Collected data entries ▸
○ ○ ○

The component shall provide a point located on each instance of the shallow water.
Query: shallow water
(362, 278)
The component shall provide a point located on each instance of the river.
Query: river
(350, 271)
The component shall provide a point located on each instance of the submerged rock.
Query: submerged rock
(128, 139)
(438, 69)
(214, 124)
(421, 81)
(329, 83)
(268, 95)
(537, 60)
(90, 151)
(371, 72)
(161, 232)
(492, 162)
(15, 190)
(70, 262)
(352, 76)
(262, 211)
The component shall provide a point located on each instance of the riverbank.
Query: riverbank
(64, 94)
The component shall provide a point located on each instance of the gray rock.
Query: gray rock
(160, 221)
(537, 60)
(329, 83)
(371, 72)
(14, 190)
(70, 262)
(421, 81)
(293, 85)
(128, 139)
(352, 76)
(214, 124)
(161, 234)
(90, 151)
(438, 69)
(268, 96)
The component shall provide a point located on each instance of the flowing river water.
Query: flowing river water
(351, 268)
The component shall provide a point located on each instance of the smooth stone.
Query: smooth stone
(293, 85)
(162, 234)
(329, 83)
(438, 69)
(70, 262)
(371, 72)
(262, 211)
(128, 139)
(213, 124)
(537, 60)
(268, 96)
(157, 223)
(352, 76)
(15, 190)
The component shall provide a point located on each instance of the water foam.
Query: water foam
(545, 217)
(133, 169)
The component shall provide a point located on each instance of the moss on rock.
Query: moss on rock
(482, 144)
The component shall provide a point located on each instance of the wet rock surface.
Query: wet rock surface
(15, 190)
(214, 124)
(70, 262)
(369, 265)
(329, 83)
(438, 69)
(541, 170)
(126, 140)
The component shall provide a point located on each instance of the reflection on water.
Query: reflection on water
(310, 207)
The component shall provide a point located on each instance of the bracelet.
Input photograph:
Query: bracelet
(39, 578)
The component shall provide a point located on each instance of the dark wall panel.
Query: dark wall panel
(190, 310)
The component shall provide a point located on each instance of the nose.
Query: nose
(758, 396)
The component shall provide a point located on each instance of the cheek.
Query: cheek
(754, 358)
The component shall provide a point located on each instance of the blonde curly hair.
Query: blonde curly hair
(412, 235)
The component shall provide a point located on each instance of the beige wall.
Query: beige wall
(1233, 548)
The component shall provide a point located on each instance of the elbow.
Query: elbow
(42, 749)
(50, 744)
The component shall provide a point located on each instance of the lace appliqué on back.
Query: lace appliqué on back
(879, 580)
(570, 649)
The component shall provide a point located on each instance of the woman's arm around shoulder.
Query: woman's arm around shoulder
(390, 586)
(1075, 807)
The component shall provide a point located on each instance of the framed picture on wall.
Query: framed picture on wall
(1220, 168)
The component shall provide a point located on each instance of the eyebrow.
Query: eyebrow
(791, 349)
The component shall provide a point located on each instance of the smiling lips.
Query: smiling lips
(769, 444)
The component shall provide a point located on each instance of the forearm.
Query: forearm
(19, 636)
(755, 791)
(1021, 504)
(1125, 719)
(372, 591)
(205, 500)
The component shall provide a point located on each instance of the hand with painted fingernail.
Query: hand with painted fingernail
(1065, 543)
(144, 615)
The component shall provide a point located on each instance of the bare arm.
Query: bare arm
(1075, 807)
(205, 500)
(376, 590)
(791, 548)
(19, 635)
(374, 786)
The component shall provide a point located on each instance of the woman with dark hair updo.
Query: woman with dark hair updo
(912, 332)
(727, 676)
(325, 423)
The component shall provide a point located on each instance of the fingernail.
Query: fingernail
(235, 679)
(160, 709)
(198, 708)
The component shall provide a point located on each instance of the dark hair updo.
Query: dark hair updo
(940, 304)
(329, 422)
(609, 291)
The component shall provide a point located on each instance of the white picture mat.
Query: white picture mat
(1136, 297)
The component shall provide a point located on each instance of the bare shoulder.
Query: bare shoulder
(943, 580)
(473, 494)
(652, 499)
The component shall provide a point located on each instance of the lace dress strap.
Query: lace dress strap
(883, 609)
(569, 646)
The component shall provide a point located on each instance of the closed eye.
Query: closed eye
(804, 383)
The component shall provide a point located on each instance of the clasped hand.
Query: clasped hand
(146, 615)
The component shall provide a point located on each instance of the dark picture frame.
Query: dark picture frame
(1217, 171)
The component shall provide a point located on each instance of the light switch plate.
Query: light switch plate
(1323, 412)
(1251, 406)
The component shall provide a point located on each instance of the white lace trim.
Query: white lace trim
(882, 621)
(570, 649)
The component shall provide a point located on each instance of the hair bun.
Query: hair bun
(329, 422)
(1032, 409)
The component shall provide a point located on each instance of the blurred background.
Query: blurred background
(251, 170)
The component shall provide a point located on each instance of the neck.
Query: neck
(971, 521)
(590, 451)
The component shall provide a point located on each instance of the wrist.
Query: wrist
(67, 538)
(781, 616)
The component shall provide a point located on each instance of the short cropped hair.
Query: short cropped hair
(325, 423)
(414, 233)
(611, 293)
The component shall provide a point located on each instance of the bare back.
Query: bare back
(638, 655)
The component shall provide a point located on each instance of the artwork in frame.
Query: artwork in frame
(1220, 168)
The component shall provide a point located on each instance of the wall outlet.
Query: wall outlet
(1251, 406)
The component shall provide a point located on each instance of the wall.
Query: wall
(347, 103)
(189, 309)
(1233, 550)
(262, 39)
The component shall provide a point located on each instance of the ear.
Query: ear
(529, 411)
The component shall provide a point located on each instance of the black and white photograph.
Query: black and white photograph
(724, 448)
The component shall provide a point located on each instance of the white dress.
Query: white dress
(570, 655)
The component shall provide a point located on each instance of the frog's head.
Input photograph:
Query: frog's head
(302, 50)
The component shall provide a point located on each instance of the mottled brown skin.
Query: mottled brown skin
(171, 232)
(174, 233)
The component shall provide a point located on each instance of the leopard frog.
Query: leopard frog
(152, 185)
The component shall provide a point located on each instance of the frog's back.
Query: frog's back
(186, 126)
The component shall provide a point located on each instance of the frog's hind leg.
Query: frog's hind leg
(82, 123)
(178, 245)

○ ○ ○

WRITTEN INSTRUCTION ▸ Duplicate the stretch of the data above from the line that contains "of the cheek." through the line that contains "(1233, 548)", with both of those lines included.

CORRECT RESPONSE ▸
The component shall provide a point located on each instance of the cheek.
Query: cheek
(754, 358)
The component shall provide a point located on each instance of the blonde curly hair.
Query: blonde curly hair
(412, 235)
The component shall provide a point located on each instance of the beige wall.
Query: beige wall
(1233, 548)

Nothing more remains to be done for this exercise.